:: Extracted text ::

┄┄┄┄┄┄┄┄┄┄┄┄┄┄┄┄┄┄┄┄

These kinds of things can be accomplished with some subsidy to the Federal Home Loan Bank system. It should not take more than $100 million a year to do this job and we hope that money markets will improve over the next year so that even this limited program can be terminated.

If savings and loan people can be assured that bank credit will be available at reasonable rates and without having to sign notes that permit bank officials to raise the rates on outstanding advances, we believe that savings and loan associations will immediately begin. to talk to home builders about new projects, be willing to make new loan commitments and begin again to finance the sales of existing houses.

Our business would like nothing more than to get our loan departments back to work. We would like to be able to do the job that we are in business to do-namely finance home building and home buying and make permanent loans on the security of mortgages in our communities.

Savings flows are beginning to improve but we need more than better savings to produce a resurgence of savings and loan lending. We need assurance that Federal Home Loan Bank credit will be available at reasonable rates.

This we think the administration proposal would do. It is also the very essence of the Proxmire bill. I know of nothing that would do more for home building at the moment than this type of financial assistance to the Federal Home Loan Bank system.

┄┄┄┄┄┄┄┄┄┄┄┄┄┄┄┄┄┄┄┄

:: Material shown ::
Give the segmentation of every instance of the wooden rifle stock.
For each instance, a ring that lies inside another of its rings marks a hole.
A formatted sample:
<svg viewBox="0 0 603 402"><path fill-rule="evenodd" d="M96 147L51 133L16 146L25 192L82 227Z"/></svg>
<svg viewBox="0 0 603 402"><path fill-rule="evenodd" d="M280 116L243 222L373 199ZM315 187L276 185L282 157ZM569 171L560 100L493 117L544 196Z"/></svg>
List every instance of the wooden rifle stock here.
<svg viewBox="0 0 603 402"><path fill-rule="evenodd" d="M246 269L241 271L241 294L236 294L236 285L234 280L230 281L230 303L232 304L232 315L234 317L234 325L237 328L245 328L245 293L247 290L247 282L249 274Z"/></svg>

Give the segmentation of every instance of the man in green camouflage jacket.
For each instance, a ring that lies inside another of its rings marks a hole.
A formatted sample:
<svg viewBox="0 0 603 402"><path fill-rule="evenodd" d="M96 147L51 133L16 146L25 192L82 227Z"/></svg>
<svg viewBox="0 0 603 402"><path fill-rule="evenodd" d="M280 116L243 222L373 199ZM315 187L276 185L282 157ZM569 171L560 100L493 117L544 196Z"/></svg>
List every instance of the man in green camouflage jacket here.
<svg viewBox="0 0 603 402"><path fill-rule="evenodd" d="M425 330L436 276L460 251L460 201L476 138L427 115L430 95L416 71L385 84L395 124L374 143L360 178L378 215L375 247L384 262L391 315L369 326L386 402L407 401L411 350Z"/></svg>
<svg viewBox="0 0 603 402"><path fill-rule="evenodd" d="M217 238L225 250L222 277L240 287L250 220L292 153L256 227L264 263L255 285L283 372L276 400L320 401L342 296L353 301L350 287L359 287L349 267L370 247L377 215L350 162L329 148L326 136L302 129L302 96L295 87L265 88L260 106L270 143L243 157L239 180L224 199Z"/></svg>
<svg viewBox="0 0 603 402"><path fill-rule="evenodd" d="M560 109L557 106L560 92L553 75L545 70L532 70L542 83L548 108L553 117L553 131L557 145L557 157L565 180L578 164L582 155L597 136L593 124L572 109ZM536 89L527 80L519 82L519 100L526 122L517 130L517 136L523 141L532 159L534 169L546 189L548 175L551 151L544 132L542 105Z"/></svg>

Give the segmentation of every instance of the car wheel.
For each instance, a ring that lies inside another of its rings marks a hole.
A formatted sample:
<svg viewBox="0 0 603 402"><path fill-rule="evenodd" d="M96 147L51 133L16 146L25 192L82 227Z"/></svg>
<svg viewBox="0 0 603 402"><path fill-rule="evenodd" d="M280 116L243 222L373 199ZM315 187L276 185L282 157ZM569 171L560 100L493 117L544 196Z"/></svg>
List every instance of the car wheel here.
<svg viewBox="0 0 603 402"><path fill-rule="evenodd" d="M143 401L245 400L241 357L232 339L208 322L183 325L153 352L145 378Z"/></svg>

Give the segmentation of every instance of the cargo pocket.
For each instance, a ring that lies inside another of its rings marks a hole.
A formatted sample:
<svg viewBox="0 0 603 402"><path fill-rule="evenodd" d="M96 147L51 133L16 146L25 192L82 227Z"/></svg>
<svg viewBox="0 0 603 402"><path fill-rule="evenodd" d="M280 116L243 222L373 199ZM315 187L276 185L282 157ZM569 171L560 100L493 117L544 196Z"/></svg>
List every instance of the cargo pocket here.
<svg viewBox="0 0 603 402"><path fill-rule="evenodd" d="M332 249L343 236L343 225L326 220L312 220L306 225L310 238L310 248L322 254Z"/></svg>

┄┄┄┄┄┄┄┄┄┄┄┄┄┄┄┄┄┄┄┄

:: Task 1 ::
Repeat from the passage on Federal Home Loan Bank credit the part starting with "These kinds of" and going on through "of existing houses.".
:: Task 2 ::
In one to three sentences, explain what the passage on Federal Home Loan Bank credit says would lead savings and loan associations to begin talking to home builders about new projects again.

:: Written reply 1 ::
These kinds of things can be accomplished with some subsidy to the Federal Home Loan Bank system. It should not take more than $100 million a year to do this job and we hope that money markets will improve over the next year so that even this limited program can be terminated.

If savings and loan people can be assured that bank credit will be available at reasonable rates and without having to sign notes that permit bank officials to raise the rates on outstanding advances, we believe that savings and loan associations will immediately begin. to talk to home builders about new projects, be willing to make new loan commitments and begin again to finance the sales of existing houses.

:: Written reply 2 ::
Savings and loan people would need to be assured that bank credit will be available at reasonable rates. They would also need to obtain it without signing notes that permit bank officials to raise the rates on outstanding advances. With that assurance, the associations would also make new loan commitments and again finance sales of existing houses.